AFGHANISTAN PARADIGMA DI CORRUZIONE

La Chayes, autrice di On Corruption in America e di What Is at Stake, dal 2002 al 2009 ha diretto organizzazioni per lo sviluppo a Kandahar dopo il ritiro talebano nel 2002, prestando in seguito servizio in qualità di assistente speciale dei comandanti della forza militare internazionale inviata in missione nel Paese centroasiatico, nonché del presidente dei capi di stato maggiore congiunti degli Stati Uniti d’America. «Il disastro in Afghanistan e la complicità degli Stati Uniti nel permettere alla corruzione di paralizzare lo stato afghano e renderlo disgustoso per il suo stesso popolo – ella scrisse al riguardo nel settembre 2021 -, non è soltanto un fallimento della politica estera di Washington, ma è anche uno specchio che riflette una versione più florida del tipo di corruzione che da tempo mina anche la democrazia americana».

«TORNA DOMANI CON I SOLDI»

## RECORD FORNITI
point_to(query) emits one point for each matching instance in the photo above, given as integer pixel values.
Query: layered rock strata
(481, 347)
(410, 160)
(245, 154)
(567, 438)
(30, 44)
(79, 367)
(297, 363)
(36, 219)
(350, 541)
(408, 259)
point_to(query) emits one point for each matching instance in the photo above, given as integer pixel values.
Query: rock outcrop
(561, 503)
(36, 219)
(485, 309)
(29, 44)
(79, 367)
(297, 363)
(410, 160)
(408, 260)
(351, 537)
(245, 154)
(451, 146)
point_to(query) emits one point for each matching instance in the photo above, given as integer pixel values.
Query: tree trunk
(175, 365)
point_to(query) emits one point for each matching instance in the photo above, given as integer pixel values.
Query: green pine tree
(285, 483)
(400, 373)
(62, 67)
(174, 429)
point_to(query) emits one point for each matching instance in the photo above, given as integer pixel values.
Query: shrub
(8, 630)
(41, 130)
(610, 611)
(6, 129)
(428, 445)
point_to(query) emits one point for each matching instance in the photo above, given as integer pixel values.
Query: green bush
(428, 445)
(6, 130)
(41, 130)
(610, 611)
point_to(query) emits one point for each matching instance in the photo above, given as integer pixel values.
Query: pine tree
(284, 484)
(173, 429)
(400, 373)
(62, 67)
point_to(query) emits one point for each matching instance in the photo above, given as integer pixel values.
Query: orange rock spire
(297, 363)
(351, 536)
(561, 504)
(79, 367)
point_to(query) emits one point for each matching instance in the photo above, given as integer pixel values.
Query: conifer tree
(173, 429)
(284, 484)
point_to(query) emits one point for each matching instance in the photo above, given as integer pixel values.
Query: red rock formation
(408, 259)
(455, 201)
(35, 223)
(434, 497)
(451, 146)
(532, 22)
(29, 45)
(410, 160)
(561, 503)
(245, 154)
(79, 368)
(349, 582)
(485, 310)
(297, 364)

## CONSEGNA
Nel testo fornito, la Chayes afferma che il disastro in Afghanistan non è soltanto un fallimento della politica estera di Washington. Spiega in una o due frasi quale altro significato gli attribuisce.

## RISPOSTA
Per la Chayes quel disastro è anche uno specchio. Riflette una versione più florida del tipo di corruzione che da tempo mina anche la democrazia americana.